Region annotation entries

*****

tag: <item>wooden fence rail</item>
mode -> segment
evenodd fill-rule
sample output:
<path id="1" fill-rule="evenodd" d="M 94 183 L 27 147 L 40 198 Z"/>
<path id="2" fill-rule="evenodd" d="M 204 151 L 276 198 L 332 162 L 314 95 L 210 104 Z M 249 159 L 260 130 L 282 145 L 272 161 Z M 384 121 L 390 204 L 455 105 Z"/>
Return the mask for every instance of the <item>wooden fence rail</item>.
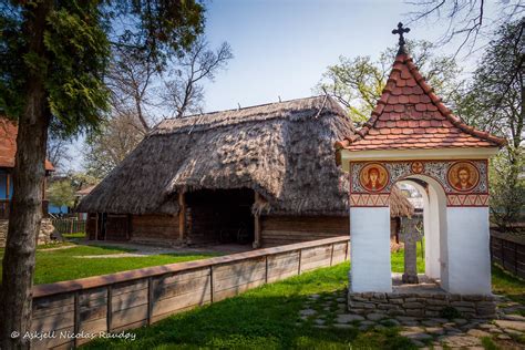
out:
<path id="1" fill-rule="evenodd" d="M 62 235 L 85 233 L 85 220 L 79 220 L 75 217 L 54 218 L 51 222 L 54 228 Z"/>
<path id="2" fill-rule="evenodd" d="M 32 330 L 54 332 L 34 349 L 72 348 L 89 337 L 151 325 L 171 315 L 349 259 L 349 237 L 333 237 L 204 260 L 33 287 Z"/>
<path id="3" fill-rule="evenodd" d="M 491 231 L 492 261 L 525 279 L 525 237 Z"/>

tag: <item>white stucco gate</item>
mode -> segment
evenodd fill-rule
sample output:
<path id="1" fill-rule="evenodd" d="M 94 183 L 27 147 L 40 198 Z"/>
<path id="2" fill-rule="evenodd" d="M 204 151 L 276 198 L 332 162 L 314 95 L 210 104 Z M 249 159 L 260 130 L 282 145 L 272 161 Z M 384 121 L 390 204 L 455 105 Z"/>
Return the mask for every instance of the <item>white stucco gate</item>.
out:
<path id="1" fill-rule="evenodd" d="M 491 295 L 488 159 L 504 140 L 441 102 L 400 49 L 372 116 L 338 142 L 350 176 L 350 292 L 392 292 L 389 195 L 411 182 L 424 197 L 425 275 L 455 295 Z"/>

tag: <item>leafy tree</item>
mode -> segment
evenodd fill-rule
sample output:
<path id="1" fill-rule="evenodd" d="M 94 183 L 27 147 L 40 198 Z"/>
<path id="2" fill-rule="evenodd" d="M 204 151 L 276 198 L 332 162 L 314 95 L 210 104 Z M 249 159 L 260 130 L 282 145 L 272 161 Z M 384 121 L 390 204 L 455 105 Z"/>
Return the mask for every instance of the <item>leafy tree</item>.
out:
<path id="1" fill-rule="evenodd" d="M 492 2 L 492 3 L 491 3 Z M 411 22 L 433 21 L 443 29 L 440 43 L 460 40 L 456 53 L 474 51 L 478 38 L 491 38 L 494 30 L 505 23 L 519 20 L 525 14 L 523 0 L 425 0 L 410 2 Z M 487 16 L 487 8 L 494 7 Z"/>
<path id="2" fill-rule="evenodd" d="M 202 113 L 204 103 L 202 82 L 213 81 L 217 71 L 224 69 L 233 56 L 228 43 L 223 42 L 213 51 L 204 38 L 198 38 L 187 54 L 177 58 L 162 91 L 163 102 L 173 110 L 171 116 L 183 117 Z"/>
<path id="3" fill-rule="evenodd" d="M 66 163 L 71 162 L 73 157 L 70 152 L 71 141 L 60 137 L 56 134 L 50 133 L 48 137 L 48 150 L 45 157 L 53 164 L 56 173 L 65 171 Z"/>
<path id="4" fill-rule="evenodd" d="M 459 115 L 471 125 L 505 136 L 507 146 L 493 162 L 491 212 L 504 230 L 519 219 L 525 206 L 525 19 L 497 29 L 467 91 L 457 105 Z"/>
<path id="5" fill-rule="evenodd" d="M 111 47 L 164 65 L 203 31 L 195 0 L 30 0 L 0 4 L 0 109 L 19 121 L 13 198 L 2 264 L 2 349 L 29 348 L 31 289 L 50 126 L 92 131 L 109 111 Z"/>
<path id="6" fill-rule="evenodd" d="M 426 41 L 409 41 L 406 47 L 436 93 L 454 102 L 451 100 L 461 85 L 456 80 L 461 70 L 454 58 L 435 55 L 434 45 Z M 366 122 L 381 97 L 397 52 L 398 48 L 390 48 L 377 61 L 370 56 L 340 56 L 338 64 L 328 66 L 315 91 L 333 95 L 348 110 L 353 122 Z"/>
<path id="7" fill-rule="evenodd" d="M 188 52 L 172 58 L 164 71 L 117 51 L 107 78 L 112 116 L 86 140 L 87 173 L 102 178 L 119 165 L 157 122 L 152 110 L 159 104 L 173 111 L 172 117 L 202 113 L 202 82 L 213 81 L 231 58 L 226 42 L 214 51 L 203 37 L 195 40 Z"/>
<path id="8" fill-rule="evenodd" d="M 145 135 L 143 125 L 132 114 L 117 114 L 104 122 L 99 133 L 86 140 L 84 168 L 96 178 L 105 177 L 132 152 Z"/>
<path id="9" fill-rule="evenodd" d="M 51 204 L 62 207 L 74 206 L 74 188 L 68 179 L 53 182 L 48 188 L 48 199 Z"/>

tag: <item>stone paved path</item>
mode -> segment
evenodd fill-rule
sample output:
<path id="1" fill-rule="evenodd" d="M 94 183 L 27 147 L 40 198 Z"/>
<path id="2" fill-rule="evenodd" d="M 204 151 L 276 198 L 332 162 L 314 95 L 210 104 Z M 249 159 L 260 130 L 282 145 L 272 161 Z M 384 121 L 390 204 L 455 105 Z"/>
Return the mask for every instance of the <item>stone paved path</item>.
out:
<path id="1" fill-rule="evenodd" d="M 397 327 L 400 334 L 420 348 L 525 349 L 525 306 L 498 298 L 497 320 L 465 320 L 395 316 L 372 311 L 366 317 L 347 311 L 347 291 L 337 290 L 307 298 L 299 322 L 318 328 L 381 330 Z"/>

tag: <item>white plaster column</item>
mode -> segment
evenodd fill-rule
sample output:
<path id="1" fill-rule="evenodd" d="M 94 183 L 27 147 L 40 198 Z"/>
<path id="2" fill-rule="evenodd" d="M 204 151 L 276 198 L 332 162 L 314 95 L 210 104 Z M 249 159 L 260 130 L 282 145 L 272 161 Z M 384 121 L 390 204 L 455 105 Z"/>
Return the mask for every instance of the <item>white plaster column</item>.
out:
<path id="1" fill-rule="evenodd" d="M 350 291 L 392 291 L 390 208 L 350 208 Z"/>
<path id="2" fill-rule="evenodd" d="M 491 295 L 488 207 L 447 207 L 449 292 Z"/>

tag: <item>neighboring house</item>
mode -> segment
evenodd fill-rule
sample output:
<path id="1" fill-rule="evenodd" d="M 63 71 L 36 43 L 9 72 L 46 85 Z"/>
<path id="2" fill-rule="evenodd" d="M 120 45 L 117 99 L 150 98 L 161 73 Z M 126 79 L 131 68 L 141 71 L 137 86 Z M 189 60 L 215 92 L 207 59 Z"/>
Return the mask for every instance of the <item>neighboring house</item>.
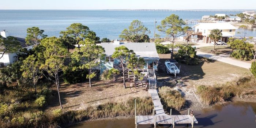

*****

> _Given exercise_: Please repeat verbatim the lines of the data between the line holding "tag: <item>white stucco gate</item>" and the line holding "295 L 488 159", inclusive.

> _Response to the task_:
tag: <item>white stucco gate</item>
mode -> segment
evenodd fill-rule
sample output:
<path id="1" fill-rule="evenodd" d="M 94 183 L 27 147 L 40 198 Z"/>
<path id="2" fill-rule="evenodd" d="M 204 151 L 276 198 L 332 162 L 314 95 L 210 104 Z M 249 159 L 260 130 L 282 145 L 272 161 Z M 384 121 L 390 204 L 455 105 Z"/>
Return the mask for every instance of the <item>white stucco gate</item>.
out:
<path id="1" fill-rule="evenodd" d="M 491 295 L 488 159 L 504 140 L 441 102 L 400 49 L 372 116 L 338 142 L 350 176 L 350 292 L 392 292 L 389 195 L 411 182 L 424 197 L 425 275 L 455 295 Z"/>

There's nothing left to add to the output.